> About this exercise:
Repeat exactly every line that comes at or after the line containing "rough mask: <svg", through the end of the entries below.

> Dataset:
☆ ☆ ☆
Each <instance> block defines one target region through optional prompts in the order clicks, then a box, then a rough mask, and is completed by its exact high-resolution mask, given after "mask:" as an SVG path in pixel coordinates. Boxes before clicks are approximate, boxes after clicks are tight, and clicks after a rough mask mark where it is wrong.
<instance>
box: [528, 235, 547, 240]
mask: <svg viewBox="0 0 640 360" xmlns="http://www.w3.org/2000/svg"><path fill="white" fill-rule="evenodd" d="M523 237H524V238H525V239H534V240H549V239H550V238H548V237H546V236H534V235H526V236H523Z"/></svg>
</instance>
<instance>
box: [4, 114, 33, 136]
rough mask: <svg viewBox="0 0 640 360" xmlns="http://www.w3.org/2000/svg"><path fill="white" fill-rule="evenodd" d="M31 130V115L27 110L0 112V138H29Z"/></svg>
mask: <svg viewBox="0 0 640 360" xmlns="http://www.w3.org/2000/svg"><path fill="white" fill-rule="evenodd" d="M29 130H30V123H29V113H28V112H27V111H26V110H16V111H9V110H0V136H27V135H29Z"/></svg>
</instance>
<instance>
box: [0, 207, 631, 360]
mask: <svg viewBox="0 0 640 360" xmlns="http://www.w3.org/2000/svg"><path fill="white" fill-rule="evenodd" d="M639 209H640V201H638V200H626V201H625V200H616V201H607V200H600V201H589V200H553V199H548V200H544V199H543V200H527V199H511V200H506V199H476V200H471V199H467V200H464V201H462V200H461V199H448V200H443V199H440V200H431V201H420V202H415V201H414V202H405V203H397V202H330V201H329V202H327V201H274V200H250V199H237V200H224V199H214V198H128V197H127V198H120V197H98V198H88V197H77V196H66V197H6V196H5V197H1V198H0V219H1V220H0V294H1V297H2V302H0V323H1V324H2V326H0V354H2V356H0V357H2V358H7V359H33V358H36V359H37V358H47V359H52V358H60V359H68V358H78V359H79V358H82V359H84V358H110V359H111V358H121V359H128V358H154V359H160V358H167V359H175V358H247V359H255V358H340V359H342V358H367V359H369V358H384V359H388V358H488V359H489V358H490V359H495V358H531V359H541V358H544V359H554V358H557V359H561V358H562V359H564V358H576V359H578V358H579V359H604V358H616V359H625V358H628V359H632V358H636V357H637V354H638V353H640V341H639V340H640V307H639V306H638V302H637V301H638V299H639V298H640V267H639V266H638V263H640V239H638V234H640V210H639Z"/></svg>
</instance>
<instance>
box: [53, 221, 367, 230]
☆ ☆ ☆
> Your response:
rough mask: <svg viewBox="0 0 640 360" xmlns="http://www.w3.org/2000/svg"><path fill="white" fill-rule="evenodd" d="M31 130V115L27 110L0 112V138H29Z"/></svg>
mask: <svg viewBox="0 0 640 360" xmlns="http://www.w3.org/2000/svg"><path fill="white" fill-rule="evenodd" d="M29 130H30V123H29V113H28V112H27V111H26V110H16V111H9V110H0V136H27V135H29Z"/></svg>
</instance>
<instance>
box: [0, 207, 631, 360]
mask: <svg viewBox="0 0 640 360" xmlns="http://www.w3.org/2000/svg"><path fill="white" fill-rule="evenodd" d="M639 209H640V201H638V200H626V201H625V200H616V201H607V200H600V201H589V200H553V199H548V200H544V199H543V200H527V199H511V200H506V199H476V200H471V199H467V200H464V201H462V200H461V199H448V200H443V199H440V200H431V201H420V202H415V201H414V202H405V203H397V202H330V201H329V202H327V201H274V200H250V199H237V200H224V199H214V198H128V197H127V198H120V197H98V198H88V197H77V196H66V197H6V196H5V197H1V198H0V219H1V220H0V294H1V297H2V302H0V323H1V324H2V326H0V354H2V356H0V357H2V358H7V359H33V358H36V359H37V358H47V359H52V358H60V359H68V358H78V359H79V358H82V359H84V358H110V359H111V358H121V359H128V358H154V359H160V358H167V359H175V358H247V359H255V358H340V359H342V358H367V359H369V358H384V359H388V358H488V359H489V358H490V359H495V358H531V359H541V358H544V359H554V358H557V359H561V358H562V359H564V358H576V359H578V358H579V359H604V358H616V359H625V358H628V359H632V358H636V357H637V354H638V353H640V341H639V340H640V307H639V306H638V302H637V301H638V299H639V298H640V267H639V266H638V263H640V239H638V234H640V210H639Z"/></svg>
</instance>
<instance>
box: [53, 221, 367, 230]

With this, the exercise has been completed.